» **TASK PROMPT**
Find the line containing "TARGET: grassy hill" in the material below; copy that line and all following lines exactly.

» **RECORDS FOR PROCESSING**
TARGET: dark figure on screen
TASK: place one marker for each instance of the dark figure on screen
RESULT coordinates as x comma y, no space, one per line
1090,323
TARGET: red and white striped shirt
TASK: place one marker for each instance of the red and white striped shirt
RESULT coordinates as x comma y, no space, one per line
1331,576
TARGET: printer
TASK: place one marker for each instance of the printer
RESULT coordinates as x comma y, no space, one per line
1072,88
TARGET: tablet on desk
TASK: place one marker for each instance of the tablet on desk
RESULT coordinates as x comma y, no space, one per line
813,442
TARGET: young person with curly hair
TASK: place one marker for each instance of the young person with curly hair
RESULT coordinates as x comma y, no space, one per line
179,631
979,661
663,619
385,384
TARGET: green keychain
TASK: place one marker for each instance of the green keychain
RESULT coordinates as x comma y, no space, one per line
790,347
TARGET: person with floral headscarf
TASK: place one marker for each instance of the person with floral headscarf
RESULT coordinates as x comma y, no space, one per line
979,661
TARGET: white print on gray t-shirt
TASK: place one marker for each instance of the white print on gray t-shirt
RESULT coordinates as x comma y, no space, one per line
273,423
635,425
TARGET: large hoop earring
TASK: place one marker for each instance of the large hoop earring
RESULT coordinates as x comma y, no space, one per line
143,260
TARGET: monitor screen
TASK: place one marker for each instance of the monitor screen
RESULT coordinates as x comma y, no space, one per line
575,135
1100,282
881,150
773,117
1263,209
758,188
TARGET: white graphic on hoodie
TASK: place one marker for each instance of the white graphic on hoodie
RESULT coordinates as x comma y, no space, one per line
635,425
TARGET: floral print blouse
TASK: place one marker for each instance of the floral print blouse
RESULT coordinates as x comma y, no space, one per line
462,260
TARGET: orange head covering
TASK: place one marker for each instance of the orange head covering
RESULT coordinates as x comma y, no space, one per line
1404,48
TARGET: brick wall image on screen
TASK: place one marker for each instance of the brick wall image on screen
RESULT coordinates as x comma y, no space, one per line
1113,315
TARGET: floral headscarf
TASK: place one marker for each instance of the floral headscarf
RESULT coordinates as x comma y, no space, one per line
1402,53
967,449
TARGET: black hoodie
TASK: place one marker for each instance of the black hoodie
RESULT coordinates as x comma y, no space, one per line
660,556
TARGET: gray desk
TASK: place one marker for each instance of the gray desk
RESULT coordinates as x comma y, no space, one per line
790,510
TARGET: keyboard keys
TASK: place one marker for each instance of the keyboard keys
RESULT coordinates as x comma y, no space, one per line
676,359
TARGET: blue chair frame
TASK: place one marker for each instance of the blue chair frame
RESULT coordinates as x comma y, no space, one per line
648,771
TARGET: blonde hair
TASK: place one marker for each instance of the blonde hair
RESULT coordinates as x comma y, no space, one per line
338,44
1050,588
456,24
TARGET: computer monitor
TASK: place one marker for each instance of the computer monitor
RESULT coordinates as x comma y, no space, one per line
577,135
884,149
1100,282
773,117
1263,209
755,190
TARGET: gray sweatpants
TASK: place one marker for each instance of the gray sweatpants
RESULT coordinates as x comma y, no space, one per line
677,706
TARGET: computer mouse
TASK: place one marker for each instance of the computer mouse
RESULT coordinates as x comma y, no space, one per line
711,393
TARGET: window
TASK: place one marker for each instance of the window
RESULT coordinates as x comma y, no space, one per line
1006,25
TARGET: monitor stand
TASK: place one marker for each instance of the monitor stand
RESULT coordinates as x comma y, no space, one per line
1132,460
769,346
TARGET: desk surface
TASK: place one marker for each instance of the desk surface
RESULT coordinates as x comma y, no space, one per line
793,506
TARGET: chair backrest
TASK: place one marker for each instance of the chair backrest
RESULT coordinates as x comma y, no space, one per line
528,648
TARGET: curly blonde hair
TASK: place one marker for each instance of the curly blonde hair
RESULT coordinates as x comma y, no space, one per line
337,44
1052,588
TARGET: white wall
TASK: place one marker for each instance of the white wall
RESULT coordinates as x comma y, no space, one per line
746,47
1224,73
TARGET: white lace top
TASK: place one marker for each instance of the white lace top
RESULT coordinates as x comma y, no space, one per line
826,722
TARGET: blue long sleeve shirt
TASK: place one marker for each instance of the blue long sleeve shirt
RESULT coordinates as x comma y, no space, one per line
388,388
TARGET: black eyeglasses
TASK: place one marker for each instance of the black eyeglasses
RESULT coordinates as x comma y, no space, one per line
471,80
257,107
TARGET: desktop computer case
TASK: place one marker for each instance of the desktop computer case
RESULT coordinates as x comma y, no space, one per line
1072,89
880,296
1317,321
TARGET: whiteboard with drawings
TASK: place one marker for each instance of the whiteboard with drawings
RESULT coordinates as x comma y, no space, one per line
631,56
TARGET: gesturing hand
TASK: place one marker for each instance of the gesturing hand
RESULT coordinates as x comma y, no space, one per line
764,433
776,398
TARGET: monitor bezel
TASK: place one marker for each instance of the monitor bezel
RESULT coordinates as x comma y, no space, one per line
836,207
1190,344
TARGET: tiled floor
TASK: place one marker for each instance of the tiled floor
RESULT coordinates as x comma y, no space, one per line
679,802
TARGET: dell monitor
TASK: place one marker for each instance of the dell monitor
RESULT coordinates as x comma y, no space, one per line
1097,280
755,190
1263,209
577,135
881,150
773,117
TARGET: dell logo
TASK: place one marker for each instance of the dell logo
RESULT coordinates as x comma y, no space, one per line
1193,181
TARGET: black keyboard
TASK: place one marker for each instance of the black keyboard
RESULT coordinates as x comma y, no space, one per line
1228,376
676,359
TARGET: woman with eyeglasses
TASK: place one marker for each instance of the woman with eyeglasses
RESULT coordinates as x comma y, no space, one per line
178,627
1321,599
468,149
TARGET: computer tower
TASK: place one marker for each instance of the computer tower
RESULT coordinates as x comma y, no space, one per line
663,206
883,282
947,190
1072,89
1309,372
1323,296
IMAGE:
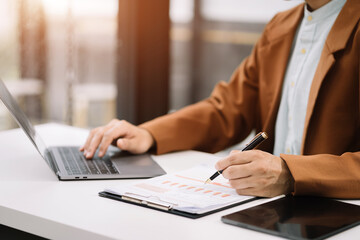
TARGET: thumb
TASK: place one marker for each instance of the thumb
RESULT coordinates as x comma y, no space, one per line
129,145
123,144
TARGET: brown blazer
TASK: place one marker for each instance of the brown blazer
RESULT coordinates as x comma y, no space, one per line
330,161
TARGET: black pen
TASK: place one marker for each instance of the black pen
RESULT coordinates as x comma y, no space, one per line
261,136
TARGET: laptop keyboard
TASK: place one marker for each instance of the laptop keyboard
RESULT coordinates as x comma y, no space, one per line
75,163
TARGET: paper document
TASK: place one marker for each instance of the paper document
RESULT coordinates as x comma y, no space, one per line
184,191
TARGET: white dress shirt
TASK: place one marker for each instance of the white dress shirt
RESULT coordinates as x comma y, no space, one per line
307,47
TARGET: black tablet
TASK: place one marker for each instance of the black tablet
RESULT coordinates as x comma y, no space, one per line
298,217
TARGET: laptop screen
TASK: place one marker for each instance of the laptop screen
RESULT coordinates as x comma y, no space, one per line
20,117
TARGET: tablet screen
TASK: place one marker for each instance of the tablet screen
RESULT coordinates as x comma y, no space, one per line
298,217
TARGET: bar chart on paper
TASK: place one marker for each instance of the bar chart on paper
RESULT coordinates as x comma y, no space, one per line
184,191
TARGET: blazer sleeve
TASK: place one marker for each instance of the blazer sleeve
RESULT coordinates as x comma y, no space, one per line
325,175
225,118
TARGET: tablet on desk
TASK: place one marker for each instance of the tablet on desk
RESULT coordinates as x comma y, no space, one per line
298,217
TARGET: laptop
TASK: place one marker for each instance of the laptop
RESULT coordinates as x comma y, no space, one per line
68,163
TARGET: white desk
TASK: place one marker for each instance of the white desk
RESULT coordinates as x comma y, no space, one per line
33,200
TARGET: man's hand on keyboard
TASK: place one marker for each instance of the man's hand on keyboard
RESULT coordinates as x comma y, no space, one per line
120,133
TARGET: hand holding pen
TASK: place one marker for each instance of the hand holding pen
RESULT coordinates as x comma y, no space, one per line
259,138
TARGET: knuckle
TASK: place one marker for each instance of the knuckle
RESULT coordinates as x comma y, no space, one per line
232,160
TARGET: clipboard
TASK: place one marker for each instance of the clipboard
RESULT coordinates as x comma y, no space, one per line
166,208
183,193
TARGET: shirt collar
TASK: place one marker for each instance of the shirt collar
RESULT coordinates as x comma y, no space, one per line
325,11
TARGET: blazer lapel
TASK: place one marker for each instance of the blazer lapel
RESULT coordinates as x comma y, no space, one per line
336,41
279,48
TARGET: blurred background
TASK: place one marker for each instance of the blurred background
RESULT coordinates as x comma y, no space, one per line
84,62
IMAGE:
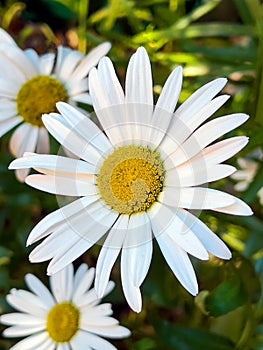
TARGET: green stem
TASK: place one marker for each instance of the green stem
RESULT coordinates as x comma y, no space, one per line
256,11
82,25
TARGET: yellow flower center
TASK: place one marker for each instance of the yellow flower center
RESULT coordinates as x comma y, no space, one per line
37,96
62,322
131,178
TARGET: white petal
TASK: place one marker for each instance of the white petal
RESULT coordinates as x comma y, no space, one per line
32,342
171,91
7,110
222,150
90,60
132,293
138,84
33,58
58,165
98,220
27,302
209,240
81,97
89,340
46,63
70,140
5,37
109,253
68,64
22,331
180,130
8,124
138,247
189,174
84,127
110,83
76,87
43,141
195,198
90,299
8,88
164,220
17,55
203,136
79,275
54,220
111,116
84,285
23,139
109,332
199,99
179,263
237,208
66,186
40,289
61,284
22,319
11,72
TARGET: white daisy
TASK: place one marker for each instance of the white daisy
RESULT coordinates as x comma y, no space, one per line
138,178
30,85
69,318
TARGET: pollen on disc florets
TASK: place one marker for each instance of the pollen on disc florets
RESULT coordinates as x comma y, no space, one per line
37,96
62,322
131,179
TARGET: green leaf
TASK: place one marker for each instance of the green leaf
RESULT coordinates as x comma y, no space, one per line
226,297
173,337
5,255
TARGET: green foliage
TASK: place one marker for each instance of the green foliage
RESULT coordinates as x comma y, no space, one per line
228,312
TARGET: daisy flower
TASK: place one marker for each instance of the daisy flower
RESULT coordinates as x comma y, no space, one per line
138,178
67,318
30,85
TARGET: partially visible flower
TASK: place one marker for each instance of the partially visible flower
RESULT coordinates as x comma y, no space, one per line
138,177
68,317
30,85
247,173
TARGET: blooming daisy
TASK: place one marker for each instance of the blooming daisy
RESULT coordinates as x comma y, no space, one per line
69,318
30,85
137,178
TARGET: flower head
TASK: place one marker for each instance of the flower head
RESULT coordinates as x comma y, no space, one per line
68,318
30,85
137,178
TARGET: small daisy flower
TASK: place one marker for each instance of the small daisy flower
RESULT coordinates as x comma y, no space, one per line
138,178
30,85
70,317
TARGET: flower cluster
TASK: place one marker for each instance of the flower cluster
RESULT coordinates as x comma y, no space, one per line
136,176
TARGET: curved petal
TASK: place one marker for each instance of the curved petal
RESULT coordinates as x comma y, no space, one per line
237,208
132,293
179,263
137,247
109,253
166,221
32,342
209,240
195,198
61,284
40,289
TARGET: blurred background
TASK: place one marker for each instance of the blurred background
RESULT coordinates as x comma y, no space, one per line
210,39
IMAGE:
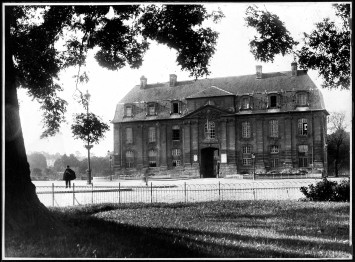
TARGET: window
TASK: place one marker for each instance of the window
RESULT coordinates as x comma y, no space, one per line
210,131
151,134
175,108
129,135
129,111
274,128
151,109
247,149
274,149
302,162
303,148
129,159
302,126
176,133
152,157
274,162
246,129
247,161
176,162
176,152
246,102
302,99
273,101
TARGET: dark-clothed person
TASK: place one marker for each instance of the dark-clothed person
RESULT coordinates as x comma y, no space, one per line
68,175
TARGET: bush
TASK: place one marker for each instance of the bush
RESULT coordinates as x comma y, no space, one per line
326,190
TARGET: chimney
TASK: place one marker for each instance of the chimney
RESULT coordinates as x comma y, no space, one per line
294,68
172,79
259,72
143,82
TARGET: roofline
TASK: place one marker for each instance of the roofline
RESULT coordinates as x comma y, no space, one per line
226,115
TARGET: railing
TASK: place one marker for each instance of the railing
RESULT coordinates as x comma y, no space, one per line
155,193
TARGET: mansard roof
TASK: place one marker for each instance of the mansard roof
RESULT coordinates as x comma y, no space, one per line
212,91
163,94
236,85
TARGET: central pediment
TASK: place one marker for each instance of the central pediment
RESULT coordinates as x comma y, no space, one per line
208,112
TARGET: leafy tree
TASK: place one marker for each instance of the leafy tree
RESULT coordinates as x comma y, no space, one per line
88,127
37,160
326,48
37,172
338,142
41,41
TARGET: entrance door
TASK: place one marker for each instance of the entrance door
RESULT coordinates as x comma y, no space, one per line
209,162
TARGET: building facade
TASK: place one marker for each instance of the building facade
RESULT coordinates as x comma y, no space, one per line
222,126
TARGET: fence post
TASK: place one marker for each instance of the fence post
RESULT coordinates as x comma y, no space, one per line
185,192
52,194
73,194
92,193
119,193
219,190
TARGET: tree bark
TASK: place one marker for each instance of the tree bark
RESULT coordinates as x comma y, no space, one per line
23,210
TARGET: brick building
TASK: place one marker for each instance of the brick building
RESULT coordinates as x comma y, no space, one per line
221,126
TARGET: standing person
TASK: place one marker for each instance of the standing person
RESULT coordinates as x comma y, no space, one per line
68,175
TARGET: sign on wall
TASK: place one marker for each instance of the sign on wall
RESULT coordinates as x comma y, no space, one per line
223,158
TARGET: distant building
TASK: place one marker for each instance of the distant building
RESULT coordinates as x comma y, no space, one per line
214,127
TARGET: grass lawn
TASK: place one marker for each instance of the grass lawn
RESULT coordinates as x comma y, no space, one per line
226,229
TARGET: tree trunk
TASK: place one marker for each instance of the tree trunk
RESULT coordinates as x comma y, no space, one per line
23,210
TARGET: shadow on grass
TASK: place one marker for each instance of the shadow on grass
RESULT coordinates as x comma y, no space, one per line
94,237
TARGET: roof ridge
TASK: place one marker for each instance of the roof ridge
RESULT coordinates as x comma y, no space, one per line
221,89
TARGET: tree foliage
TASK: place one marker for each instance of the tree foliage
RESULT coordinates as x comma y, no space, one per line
326,49
273,38
88,127
47,39
327,190
338,143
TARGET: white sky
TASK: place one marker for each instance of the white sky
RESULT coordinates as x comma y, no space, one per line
232,58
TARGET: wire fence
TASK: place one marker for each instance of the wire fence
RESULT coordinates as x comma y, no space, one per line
159,193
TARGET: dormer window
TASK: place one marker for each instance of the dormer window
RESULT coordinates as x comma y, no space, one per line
245,103
151,109
128,110
302,99
175,107
274,101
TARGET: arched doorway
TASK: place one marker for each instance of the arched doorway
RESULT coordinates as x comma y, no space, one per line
209,159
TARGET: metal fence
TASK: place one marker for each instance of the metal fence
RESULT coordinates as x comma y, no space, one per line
158,193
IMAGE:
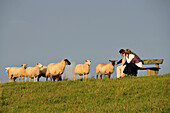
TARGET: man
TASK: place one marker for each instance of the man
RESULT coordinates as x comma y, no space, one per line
121,68
133,63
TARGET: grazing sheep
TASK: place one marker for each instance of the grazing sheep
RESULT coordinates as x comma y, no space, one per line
43,71
82,69
7,71
105,69
17,72
33,72
55,70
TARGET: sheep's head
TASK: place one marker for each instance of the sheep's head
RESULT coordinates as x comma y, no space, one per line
113,62
67,62
24,66
39,65
88,62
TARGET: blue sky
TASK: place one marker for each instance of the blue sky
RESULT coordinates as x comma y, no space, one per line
33,31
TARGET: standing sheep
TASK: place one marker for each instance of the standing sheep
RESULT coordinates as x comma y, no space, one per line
17,72
43,71
33,72
55,70
82,69
105,69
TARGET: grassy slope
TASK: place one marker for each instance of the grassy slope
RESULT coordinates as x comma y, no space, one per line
129,94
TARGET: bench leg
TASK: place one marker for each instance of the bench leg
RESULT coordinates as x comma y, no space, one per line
152,72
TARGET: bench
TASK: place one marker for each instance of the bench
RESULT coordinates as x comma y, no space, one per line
152,70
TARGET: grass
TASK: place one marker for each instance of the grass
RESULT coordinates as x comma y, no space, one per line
129,94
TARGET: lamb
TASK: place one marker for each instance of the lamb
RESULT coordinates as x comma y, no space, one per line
43,71
17,72
55,70
82,69
33,72
105,69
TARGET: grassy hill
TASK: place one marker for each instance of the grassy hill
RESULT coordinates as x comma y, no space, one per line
129,94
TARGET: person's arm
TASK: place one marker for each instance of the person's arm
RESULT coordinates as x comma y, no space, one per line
131,56
120,61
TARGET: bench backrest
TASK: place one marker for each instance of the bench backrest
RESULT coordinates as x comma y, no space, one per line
153,61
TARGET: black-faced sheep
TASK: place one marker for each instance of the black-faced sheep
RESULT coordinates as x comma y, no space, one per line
82,69
55,70
105,69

» **RESPONSE TO THE TASK**
TARGET: grassy hill
TASK: place one marker for each instance of the grassy hill
RESULT coordinates as x comma y, no space, one per line
129,94
TARGET: person's arm
TASK: place one marker for each instance of the person's arm
RESULT coordinates as x comma y, no space, one per line
131,56
120,61
TARGET: bench backrest
TASK: place one marker for each instance of the bench backrest
RESULT coordinates as x comma y, no space, one per line
153,61
TARGET: black-faced sheep
TASK: place one marker for each instance of the black-faced sheep
RESULT coordinates as x comma y, no space, one per line
82,69
55,70
105,69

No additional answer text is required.